_CHALLENGE_
Please find each line in the material below that contains the string "heart" and copy those lines out. Matches must have the same case.

_SUPPLIED ENTRIES_
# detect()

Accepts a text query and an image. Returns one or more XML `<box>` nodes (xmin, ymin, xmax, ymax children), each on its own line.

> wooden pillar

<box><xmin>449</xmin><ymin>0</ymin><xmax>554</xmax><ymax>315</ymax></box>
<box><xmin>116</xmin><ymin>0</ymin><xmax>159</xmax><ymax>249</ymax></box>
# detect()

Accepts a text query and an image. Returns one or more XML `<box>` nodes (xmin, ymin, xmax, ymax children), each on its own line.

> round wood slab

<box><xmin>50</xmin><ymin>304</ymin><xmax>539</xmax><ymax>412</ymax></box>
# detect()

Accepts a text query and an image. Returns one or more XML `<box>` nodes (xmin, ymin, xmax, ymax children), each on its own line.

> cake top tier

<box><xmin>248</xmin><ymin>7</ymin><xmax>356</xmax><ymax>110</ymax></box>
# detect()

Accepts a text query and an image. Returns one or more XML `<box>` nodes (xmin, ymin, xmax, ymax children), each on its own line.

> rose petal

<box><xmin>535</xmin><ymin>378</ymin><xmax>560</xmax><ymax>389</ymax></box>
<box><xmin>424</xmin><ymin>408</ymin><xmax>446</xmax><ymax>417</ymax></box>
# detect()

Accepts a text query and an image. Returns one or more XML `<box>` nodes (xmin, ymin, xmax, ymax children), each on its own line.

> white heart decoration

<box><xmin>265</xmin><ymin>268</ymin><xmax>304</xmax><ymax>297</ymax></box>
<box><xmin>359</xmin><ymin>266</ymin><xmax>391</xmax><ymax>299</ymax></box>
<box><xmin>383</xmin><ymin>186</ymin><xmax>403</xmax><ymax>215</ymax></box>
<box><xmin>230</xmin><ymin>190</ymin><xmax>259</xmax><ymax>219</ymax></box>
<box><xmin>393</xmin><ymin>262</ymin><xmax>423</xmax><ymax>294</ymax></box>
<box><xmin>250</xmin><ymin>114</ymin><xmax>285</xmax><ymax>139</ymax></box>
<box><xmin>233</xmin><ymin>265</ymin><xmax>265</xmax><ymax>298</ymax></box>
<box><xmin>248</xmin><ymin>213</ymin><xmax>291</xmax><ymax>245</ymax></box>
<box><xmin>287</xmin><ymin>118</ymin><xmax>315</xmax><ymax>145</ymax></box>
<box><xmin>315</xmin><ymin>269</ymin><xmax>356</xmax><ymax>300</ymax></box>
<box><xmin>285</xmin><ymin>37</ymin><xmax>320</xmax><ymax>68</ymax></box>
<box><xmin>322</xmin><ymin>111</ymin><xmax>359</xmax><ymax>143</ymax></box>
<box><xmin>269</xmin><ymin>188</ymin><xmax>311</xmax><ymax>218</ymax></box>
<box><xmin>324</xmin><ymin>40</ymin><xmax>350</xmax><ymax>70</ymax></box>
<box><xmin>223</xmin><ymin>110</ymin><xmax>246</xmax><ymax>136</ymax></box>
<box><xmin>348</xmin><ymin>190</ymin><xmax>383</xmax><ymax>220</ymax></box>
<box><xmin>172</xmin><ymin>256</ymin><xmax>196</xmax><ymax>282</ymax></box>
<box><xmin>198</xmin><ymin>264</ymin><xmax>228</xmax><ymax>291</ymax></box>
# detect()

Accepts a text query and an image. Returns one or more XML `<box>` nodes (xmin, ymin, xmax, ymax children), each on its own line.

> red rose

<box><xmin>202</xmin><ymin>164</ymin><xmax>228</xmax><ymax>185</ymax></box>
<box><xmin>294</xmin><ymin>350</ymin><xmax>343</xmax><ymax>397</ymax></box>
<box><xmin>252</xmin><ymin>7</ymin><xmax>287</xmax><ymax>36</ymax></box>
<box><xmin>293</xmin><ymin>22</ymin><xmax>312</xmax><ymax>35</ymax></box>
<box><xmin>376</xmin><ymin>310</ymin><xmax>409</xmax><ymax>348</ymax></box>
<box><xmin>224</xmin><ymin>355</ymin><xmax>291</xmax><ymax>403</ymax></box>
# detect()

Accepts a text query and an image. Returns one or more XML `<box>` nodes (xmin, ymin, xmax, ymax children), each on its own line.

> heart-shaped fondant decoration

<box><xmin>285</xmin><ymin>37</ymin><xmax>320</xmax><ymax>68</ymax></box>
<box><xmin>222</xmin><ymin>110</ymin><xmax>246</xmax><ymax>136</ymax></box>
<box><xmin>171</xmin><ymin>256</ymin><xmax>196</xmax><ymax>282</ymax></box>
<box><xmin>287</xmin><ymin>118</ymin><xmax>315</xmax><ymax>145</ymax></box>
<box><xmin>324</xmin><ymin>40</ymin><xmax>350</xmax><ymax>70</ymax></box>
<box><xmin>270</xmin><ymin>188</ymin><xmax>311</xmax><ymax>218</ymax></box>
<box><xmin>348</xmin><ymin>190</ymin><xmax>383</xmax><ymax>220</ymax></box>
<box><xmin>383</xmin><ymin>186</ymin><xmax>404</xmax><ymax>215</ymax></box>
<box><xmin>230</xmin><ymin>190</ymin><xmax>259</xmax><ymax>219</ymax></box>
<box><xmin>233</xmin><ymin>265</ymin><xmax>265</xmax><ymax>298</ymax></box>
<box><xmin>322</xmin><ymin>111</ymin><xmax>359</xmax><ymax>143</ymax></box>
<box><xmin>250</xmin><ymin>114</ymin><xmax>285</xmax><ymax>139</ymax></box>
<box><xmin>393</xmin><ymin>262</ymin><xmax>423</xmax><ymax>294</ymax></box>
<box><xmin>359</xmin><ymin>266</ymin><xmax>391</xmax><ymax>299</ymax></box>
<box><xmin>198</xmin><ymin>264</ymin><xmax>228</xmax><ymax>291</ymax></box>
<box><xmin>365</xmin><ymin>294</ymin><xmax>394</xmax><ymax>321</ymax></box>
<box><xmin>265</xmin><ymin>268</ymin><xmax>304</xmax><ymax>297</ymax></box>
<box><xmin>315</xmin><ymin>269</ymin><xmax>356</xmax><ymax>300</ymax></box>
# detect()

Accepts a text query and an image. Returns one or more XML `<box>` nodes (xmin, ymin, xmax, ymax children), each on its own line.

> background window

_RESPONSE TO THE TASK_
> white heart decoration
> heart-shaped fondant decoration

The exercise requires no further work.